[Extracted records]

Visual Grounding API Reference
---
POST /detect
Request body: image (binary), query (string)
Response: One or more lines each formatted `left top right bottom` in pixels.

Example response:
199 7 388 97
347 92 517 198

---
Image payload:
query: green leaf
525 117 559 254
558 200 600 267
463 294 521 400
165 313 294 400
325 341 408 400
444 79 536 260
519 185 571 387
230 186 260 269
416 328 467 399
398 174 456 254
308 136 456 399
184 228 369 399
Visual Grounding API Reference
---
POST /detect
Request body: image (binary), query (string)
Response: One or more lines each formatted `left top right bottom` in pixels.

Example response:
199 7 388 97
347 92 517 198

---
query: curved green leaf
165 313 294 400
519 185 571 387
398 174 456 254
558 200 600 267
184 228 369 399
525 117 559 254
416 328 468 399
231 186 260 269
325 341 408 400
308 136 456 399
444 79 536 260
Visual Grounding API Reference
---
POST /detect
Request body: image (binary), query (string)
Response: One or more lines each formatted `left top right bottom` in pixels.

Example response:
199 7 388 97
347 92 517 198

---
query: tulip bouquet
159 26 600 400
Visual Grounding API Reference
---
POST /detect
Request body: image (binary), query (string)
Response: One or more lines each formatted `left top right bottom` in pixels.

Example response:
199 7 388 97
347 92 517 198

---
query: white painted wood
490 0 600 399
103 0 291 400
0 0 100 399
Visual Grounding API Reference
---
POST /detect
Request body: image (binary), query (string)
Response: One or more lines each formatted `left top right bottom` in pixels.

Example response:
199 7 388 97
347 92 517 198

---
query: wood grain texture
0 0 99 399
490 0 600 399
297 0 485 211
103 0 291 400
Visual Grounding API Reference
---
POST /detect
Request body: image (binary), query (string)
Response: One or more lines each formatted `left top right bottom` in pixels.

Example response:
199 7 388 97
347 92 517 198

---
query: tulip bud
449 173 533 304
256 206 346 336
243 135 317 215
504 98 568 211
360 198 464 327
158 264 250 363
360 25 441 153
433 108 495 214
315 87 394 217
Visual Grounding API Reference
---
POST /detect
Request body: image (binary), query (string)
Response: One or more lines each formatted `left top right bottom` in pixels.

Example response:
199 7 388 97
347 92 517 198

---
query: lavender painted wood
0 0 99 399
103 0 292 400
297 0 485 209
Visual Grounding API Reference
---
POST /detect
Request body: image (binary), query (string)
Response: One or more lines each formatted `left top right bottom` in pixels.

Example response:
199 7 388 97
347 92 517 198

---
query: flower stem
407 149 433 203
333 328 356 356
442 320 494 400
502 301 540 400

→ Set exercise
Change every "painted wood" in the items to "painted board" and give all the lines again, keeping everything else the same.

→ Task result
Visual Grounding API Reference
---
POST /detect
Request body: image (binary), query (string)
Response: One or more lines each formatted `left top right bottom` in pixels.

Example response:
199 7 388 97
347 92 517 198

---
Image payload:
query: green leaf
525 117 559 254
558 200 600 267
463 294 521 400
165 313 294 400
325 341 408 400
444 79 536 260
519 185 571 387
230 186 260 269
416 328 467 399
398 174 456 254
308 136 456 399
184 228 369 399
Visual Grounding API Reference
---
POST /detect
Request body: image (binary), query (string)
Response: One or more lines each formatted `left top right bottom` in pixels.

Example response:
199 7 388 97
347 92 517 198

---
query: curved green leaf
165 313 294 400
519 185 571 387
398 174 456 254
558 200 600 267
184 228 369 399
525 117 559 254
416 328 468 399
231 186 260 269
325 341 408 400
308 136 456 399
444 79 536 260
Visual Grounding API Reference
---
POST /detect
Request body: image (binary), query (string)
Response: One or more lines each formatted `left top right bottom` in pixels.

Example response:
199 7 388 97
347 92 517 198

---
query: tulip bouquet
159 26 600 400
Visual Grounding API Reference
---
POST /detect
Request body: image (binary), query (string)
Response: One or more lines each formatted `left top right bottom` in pixels.

Example response:
199 7 388 97
347 92 517 198

---
query: white painted board
490 0 600 399
103 0 291 400
0 0 100 399
Visual Grounding API Reference
---
POST /detect
Request body: image (binary), query (string)
Response: One or more lines each formatted `left top right bottom` in pixels.

Example response:
199 7 388 97
347 92 517 198

---
query: wood grain texture
0 0 99 399
490 0 600 399
297 0 485 211
103 0 291 400
Visual Grounding API Reference
---
POST /detect
Request body: image (binary), query (string)
Response: One or more lines each formatted `left top right bottom` in pixels.

Example response:
199 7 388 97
347 92 517 198

---
query: tulip bud
449 173 533 304
256 206 346 336
243 135 317 215
504 98 568 211
360 198 464 327
158 264 250 363
360 25 441 153
433 108 495 214
315 87 394 217
Visual Grounding API Reference
---
POST /detect
Request body: image (binary), query (string)
Response: One or more lines each formatted `left top right bottom` in pixels.

Example response:
199 7 388 97
347 92 517 198

---
query: lavender painted board
0 0 99 399
103 0 292 400
297 0 485 209
Visual Grounding API Reference
---
POST /detect
Request body: image (binary), query (string)
Response: One or more lines each formatted `left top right bottom` in pixels.

Example response:
199 7 388 97
347 92 517 198

---
query: flower stem
407 149 433 203
333 328 356 356
442 320 494 400
502 301 540 400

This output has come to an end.